## Point annotation dataset rows:

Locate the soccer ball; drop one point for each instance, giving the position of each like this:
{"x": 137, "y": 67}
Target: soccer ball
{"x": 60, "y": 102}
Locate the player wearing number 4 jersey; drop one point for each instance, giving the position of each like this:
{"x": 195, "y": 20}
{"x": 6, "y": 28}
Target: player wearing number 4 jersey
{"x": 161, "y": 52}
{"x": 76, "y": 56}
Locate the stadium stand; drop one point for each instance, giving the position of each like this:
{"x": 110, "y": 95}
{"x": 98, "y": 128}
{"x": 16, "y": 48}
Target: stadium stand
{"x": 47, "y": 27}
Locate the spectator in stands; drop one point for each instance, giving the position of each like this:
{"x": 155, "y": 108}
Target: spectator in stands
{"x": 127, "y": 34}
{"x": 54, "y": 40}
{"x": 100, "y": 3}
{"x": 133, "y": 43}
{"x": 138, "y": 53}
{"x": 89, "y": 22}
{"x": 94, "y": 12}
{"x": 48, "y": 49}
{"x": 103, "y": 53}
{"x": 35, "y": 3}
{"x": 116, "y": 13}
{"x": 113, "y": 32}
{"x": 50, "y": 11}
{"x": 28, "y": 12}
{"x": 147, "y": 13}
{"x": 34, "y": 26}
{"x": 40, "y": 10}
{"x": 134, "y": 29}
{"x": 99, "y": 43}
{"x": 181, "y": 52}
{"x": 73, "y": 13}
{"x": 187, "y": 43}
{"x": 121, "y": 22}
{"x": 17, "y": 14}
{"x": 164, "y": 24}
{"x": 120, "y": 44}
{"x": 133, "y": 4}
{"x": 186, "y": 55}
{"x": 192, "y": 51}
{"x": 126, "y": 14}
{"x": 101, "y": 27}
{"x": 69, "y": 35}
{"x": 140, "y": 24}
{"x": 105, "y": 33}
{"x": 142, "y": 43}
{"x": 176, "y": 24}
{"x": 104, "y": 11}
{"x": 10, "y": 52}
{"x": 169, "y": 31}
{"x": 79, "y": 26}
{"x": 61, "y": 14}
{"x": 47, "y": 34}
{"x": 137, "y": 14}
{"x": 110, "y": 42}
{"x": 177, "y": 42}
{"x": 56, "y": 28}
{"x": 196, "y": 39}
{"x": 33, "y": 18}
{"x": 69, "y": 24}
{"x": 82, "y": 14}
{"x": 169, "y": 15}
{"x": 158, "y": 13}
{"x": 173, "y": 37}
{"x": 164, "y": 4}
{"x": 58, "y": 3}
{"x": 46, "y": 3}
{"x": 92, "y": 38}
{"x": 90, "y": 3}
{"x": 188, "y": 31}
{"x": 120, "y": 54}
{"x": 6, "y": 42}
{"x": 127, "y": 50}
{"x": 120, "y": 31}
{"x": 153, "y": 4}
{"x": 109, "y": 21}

## STATED EXERCISE:
Update the rows above so that every "drop one point" becomes "place one point", with everything else left as it is.

## EXERCISE RESULT:
Locate the soccer ball; place one point for each instance, giving the position of each like this:
{"x": 137, "y": 67}
Target: soccer ball
{"x": 60, "y": 102}
Locate the player wearing number 4 jersey; place one point for each instance, giving the position of each like this:
{"x": 195, "y": 20}
{"x": 6, "y": 28}
Target: player wearing number 4 jersey
{"x": 161, "y": 52}
{"x": 76, "y": 56}
Locate the stadium stand; place one point for each instance, giving the position of each like this:
{"x": 110, "y": 95}
{"x": 98, "y": 128}
{"x": 16, "y": 48}
Target: stadium stand
{"x": 47, "y": 27}
Locate the spectator in stands; place one point for each instance, giving the position of each like this:
{"x": 155, "y": 108}
Target: spectator in stands
{"x": 127, "y": 34}
{"x": 54, "y": 40}
{"x": 100, "y": 3}
{"x": 133, "y": 43}
{"x": 138, "y": 53}
{"x": 89, "y": 22}
{"x": 94, "y": 12}
{"x": 48, "y": 49}
{"x": 103, "y": 53}
{"x": 35, "y": 3}
{"x": 116, "y": 13}
{"x": 113, "y": 32}
{"x": 50, "y": 11}
{"x": 28, "y": 12}
{"x": 147, "y": 13}
{"x": 34, "y": 26}
{"x": 40, "y": 10}
{"x": 134, "y": 29}
{"x": 99, "y": 43}
{"x": 181, "y": 52}
{"x": 73, "y": 13}
{"x": 187, "y": 43}
{"x": 121, "y": 22}
{"x": 17, "y": 14}
{"x": 164, "y": 24}
{"x": 120, "y": 44}
{"x": 133, "y": 4}
{"x": 186, "y": 55}
{"x": 192, "y": 51}
{"x": 126, "y": 14}
{"x": 101, "y": 27}
{"x": 69, "y": 35}
{"x": 140, "y": 24}
{"x": 105, "y": 33}
{"x": 142, "y": 43}
{"x": 176, "y": 24}
{"x": 104, "y": 11}
{"x": 10, "y": 52}
{"x": 169, "y": 31}
{"x": 79, "y": 26}
{"x": 61, "y": 14}
{"x": 47, "y": 34}
{"x": 137, "y": 14}
{"x": 110, "y": 42}
{"x": 177, "y": 42}
{"x": 56, "y": 28}
{"x": 196, "y": 39}
{"x": 33, "y": 18}
{"x": 69, "y": 24}
{"x": 82, "y": 14}
{"x": 169, "y": 15}
{"x": 158, "y": 13}
{"x": 173, "y": 37}
{"x": 164, "y": 4}
{"x": 58, "y": 3}
{"x": 46, "y": 3}
{"x": 92, "y": 38}
{"x": 90, "y": 3}
{"x": 188, "y": 31}
{"x": 120, "y": 54}
{"x": 6, "y": 42}
{"x": 127, "y": 50}
{"x": 120, "y": 31}
{"x": 153, "y": 4}
{"x": 109, "y": 21}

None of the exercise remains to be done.